▶ To do
From the entries that follow, work out how many lines contain "then". Write the number only.

--- Data to process Enclosed Below ---

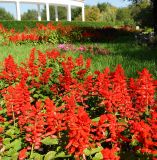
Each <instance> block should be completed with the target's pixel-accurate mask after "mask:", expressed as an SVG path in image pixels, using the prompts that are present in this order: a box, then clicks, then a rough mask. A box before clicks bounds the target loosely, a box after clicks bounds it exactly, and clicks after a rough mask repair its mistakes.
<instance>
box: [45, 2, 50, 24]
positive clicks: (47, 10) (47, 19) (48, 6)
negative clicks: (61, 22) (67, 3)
mask: <svg viewBox="0 0 157 160" xmlns="http://www.w3.org/2000/svg"><path fill="white" fill-rule="evenodd" d="M46 17H47V21H50V8H49V3H46Z"/></svg>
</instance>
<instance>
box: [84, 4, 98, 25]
mask: <svg viewBox="0 0 157 160" xmlns="http://www.w3.org/2000/svg"><path fill="white" fill-rule="evenodd" d="M100 16H101V14H100V10H99V8H98V7H96V6H92V7H90V6H86V8H85V17H86V21H92V22H94V21H100Z"/></svg>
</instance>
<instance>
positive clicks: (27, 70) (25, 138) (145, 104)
mask: <svg viewBox="0 0 157 160" xmlns="http://www.w3.org/2000/svg"><path fill="white" fill-rule="evenodd" d="M50 27H51V26H50ZM52 29H53V28H52ZM35 52H36V50H35V49H33V50H32V51H31V54H30V57H29V59H28V60H27V61H26V62H25V63H23V64H22V65H21V66H18V65H17V64H16V63H15V62H14V59H13V57H11V56H9V57H8V58H6V59H5V61H4V66H3V68H2V70H1V71H0V81H1V82H2V83H5V85H4V87H2V90H1V92H0V94H1V95H0V100H1V103H0V105H1V106H0V137H1V140H0V143H1V144H3V139H5V138H8V135H7V134H8V132H7V130H8V128H9V127H10V128H15V127H17V128H18V130H19V132H18V136H19V137H20V139H21V143H22V145H21V148H20V149H19V154H18V157H19V159H21V160H22V159H25V158H28V157H27V155H30V154H31V153H32V152H33V150H35V151H37V152H42V150H44V147H45V146H44V145H45V144H43V142H42V141H43V139H44V138H52V139H53V138H55V139H57V142H55V145H56V146H57V145H58V146H63V147H61V150H62V151H64V152H66V153H69V154H71V155H73V156H74V157H75V158H84V159H85V158H86V156H88V158H89V154H87V155H86V153H85V149H89V150H90V149H91V150H92V149H93V150H94V149H95V148H96V147H101V148H102V149H101V150H99V151H98V152H99V154H100V155H102V156H103V159H105V160H109V159H110V160H118V159H120V158H121V156H122V154H123V153H126V152H130V153H131V154H134V156H138V154H140V156H142V155H143V156H144V155H148V156H152V157H154V158H155V155H156V148H157V136H156V132H157V101H156V94H157V93H156V87H155V86H156V85H155V81H156V80H154V79H153V78H152V75H151V74H150V73H149V71H148V70H147V69H144V70H143V71H142V72H140V73H139V78H137V79H133V78H132V79H128V78H127V77H126V76H125V74H124V71H123V68H122V67H121V66H120V65H119V66H117V68H116V70H115V71H114V72H110V70H109V68H106V69H105V70H104V71H103V72H100V71H96V72H95V73H94V74H91V73H90V72H89V70H88V68H89V66H90V60H89V59H88V60H87V61H86V62H84V60H83V57H82V56H80V57H78V58H77V59H76V60H73V58H71V57H65V56H64V55H63V56H62V55H60V53H59V52H58V51H57V50H52V51H47V52H46V53H41V52H40V51H38V57H37V58H36V56H35ZM6 124H7V125H8V126H9V127H8V126H6ZM13 133H14V132H13ZM11 136H12V135H11ZM16 136H17V135H13V136H12V137H13V138H16ZM50 144H51V143H50ZM4 145H5V144H4ZM51 145H52V144H51ZM51 145H50V146H49V147H50V148H48V149H50V150H53V149H55V147H56V146H55V145H54V146H53V145H52V146H51ZM58 146H57V147H58ZM0 147H1V146H0ZM57 147H56V148H57ZM30 150H31V151H30ZM44 151H45V150H44ZM44 154H45V153H44ZM92 154H93V155H90V156H91V157H92V156H97V152H92Z"/></svg>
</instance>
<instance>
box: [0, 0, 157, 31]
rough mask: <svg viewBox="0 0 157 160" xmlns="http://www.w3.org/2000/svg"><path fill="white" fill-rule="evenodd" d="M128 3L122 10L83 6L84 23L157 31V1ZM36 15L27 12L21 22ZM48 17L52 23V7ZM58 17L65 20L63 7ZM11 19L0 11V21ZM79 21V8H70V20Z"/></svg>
mask: <svg viewBox="0 0 157 160" xmlns="http://www.w3.org/2000/svg"><path fill="white" fill-rule="evenodd" d="M128 1H132V4H131V5H129V6H128V7H124V8H117V7H115V6H113V5H111V4H110V3H98V4H97V5H96V6H85V16H86V17H85V19H86V21H102V22H105V23H106V24H108V25H110V24H112V25H139V26H141V27H152V26H154V28H156V30H157V25H156V23H157V22H156V21H157V17H156V16H157V13H156V8H155V6H156V3H157V0H128ZM155 13H156V14H155ZM37 15H38V14H37V11H36V10H28V11H27V12H25V13H24V14H23V15H22V20H37ZM50 16H51V18H50V19H51V20H53V21H54V20H55V8H54V6H50ZM41 17H42V20H46V8H44V9H43V10H42V12H41ZM58 17H59V20H66V19H67V9H66V8H65V7H61V6H58ZM153 17H154V18H153ZM155 17H156V18H155ZM13 19H14V17H13V16H12V15H11V14H10V13H8V12H6V11H5V10H4V9H0V20H13ZM81 19H82V17H81V8H72V20H73V21H81ZM155 26H156V27H155Z"/></svg>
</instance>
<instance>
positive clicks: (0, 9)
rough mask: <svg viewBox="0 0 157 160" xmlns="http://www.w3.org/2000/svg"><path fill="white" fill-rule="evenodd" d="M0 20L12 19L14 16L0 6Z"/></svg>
mask: <svg viewBox="0 0 157 160" xmlns="http://www.w3.org/2000/svg"><path fill="white" fill-rule="evenodd" d="M0 20H14V17H13V15H11V14H10V13H9V12H7V11H6V10H5V9H4V8H0Z"/></svg>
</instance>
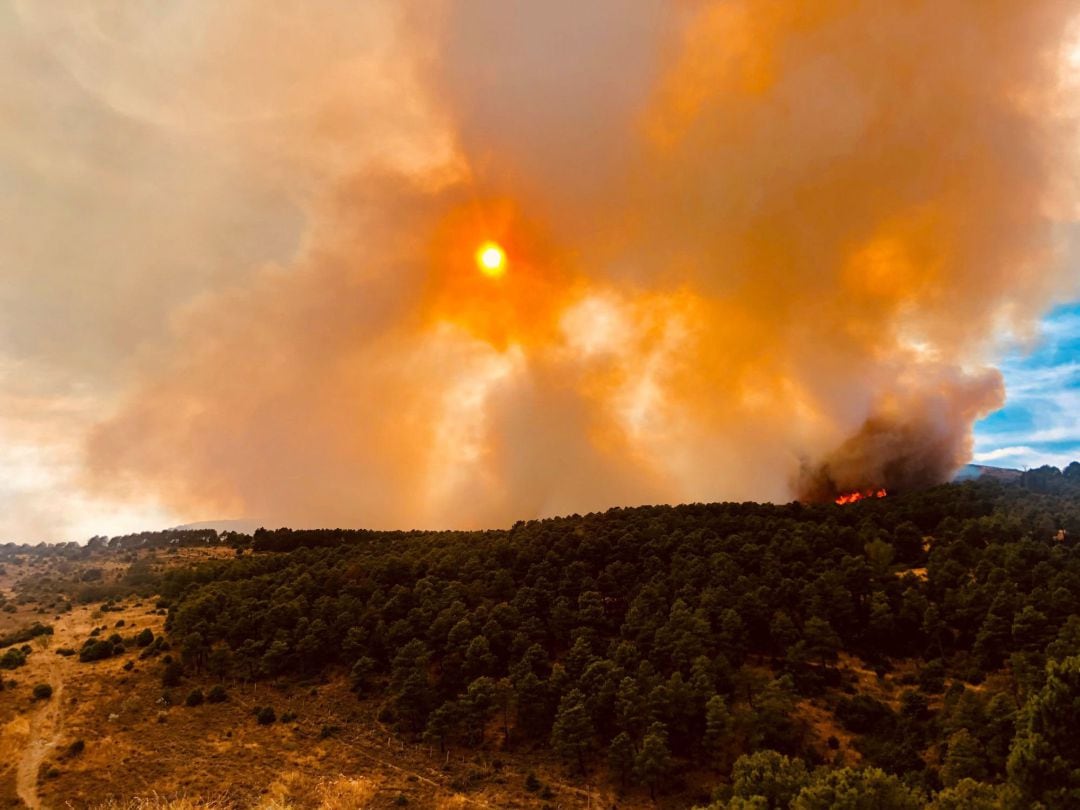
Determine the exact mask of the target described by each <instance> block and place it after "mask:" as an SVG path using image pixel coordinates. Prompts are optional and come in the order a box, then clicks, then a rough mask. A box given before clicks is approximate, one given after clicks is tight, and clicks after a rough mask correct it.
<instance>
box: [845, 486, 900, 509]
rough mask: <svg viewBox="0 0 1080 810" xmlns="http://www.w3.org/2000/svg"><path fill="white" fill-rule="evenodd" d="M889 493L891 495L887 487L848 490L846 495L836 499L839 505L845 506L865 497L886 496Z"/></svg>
mask: <svg viewBox="0 0 1080 810" xmlns="http://www.w3.org/2000/svg"><path fill="white" fill-rule="evenodd" d="M887 495H889V492H888V491H886V490H885V489H864V490H858V489H856V490H855V491H853V492H847V494H845V495H841V496H840V497H839V498H837V499H836V502H837V503H838V504H839V505H841V507H843V505H846V504H848V503H854V502H855V501H861V500H863V499H865V498H885V497H886V496H887Z"/></svg>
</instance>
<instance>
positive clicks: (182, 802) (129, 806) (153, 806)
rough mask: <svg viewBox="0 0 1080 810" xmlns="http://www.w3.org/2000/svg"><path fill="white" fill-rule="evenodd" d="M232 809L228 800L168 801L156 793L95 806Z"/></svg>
mask: <svg viewBox="0 0 1080 810" xmlns="http://www.w3.org/2000/svg"><path fill="white" fill-rule="evenodd" d="M231 807H233V806H232V805H231V804H229V802H228V801H227V800H226V799H191V798H187V797H181V798H178V799H168V798H165V797H163V796H159V795H158V794H156V793H154V794H151V795H150V796H136V797H135V798H131V799H126V800H124V801H118V800H117V799H110V800H108V801H103V802H102V804H99V805H94V810H228V809H229V808H231Z"/></svg>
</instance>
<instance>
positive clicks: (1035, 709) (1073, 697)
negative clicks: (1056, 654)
mask: <svg viewBox="0 0 1080 810" xmlns="http://www.w3.org/2000/svg"><path fill="white" fill-rule="evenodd" d="M1078 728H1080V656H1077V657H1074V658H1067V659H1065V660H1064V661H1061V662H1057V661H1051V663H1050V664H1049V665H1048V667H1047V685H1045V686H1044V687H1042V689H1040V690H1039V692H1038V693H1037V694H1035V696H1032V697H1031V699H1030V700H1029V701H1028V702H1027V704H1026V705H1025V706H1024V708H1023V711H1022V713H1021V719H1020V723H1017V731H1016V738H1015V740H1014V741H1013V746H1012V753H1011V754H1010V755H1009V782H1010V784H1012V785H1013V786H1014V787H1015V788H1016V791H1017V792H1018V794H1020V796H1021V799H1022V800H1023V801H1025V802H1026V805H1025V806H1034V805H1035V804H1036V802H1041V804H1042V805H1043V806H1045V808H1047V809H1048V810H1057V809H1058V808H1061V809H1062V810H1064V809H1065V808H1075V807H1080V734H1077V729H1078Z"/></svg>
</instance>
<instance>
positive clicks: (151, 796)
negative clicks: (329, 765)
mask: <svg viewBox="0 0 1080 810" xmlns="http://www.w3.org/2000/svg"><path fill="white" fill-rule="evenodd" d="M297 784H298V780H296V779H292V778H288V777H286V778H285V779H284V780H281V781H279V782H275V783H274V785H273V786H272V787H271V789H270V795H269V796H267V797H266V798H265V799H262V800H261V801H260V802H259V804H258V805H256V806H255V809H254V810H296V805H294V804H293V802H292V801H291V800H289V799H288V798H287V797H286V795H285V794H286V793H287V792H288V789H289V788H292V787H295V786H297ZM377 791H378V785H377V784H376V783H375V782H374V781H373V780H370V779H347V778H345V777H339V778H338V779H333V780H323V781H322V782H320V783H319V786H318V788H316V789H315V795H316V796H318V801H319V804H318V805H316V807H318V809H319V810H367V808H370V807H374V805H373V801H374V799H375V796H376V793H377ZM235 806H237V805H235V802H234V801H231V800H230V799H229V798H228V797H224V796H222V797H220V798H208V799H205V798H188V797H180V798H166V797H164V796H159V795H158V794H156V793H154V794H151V795H149V796H137V797H135V798H131V799H126V800H123V801H120V800H117V799H110V800H109V801H103V802H100V804H97V805H94V806H93V810H232V809H233V808H235Z"/></svg>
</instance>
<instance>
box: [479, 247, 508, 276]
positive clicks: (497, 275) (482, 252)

--- End of Enclosed Data to process ---

▶ Task output
2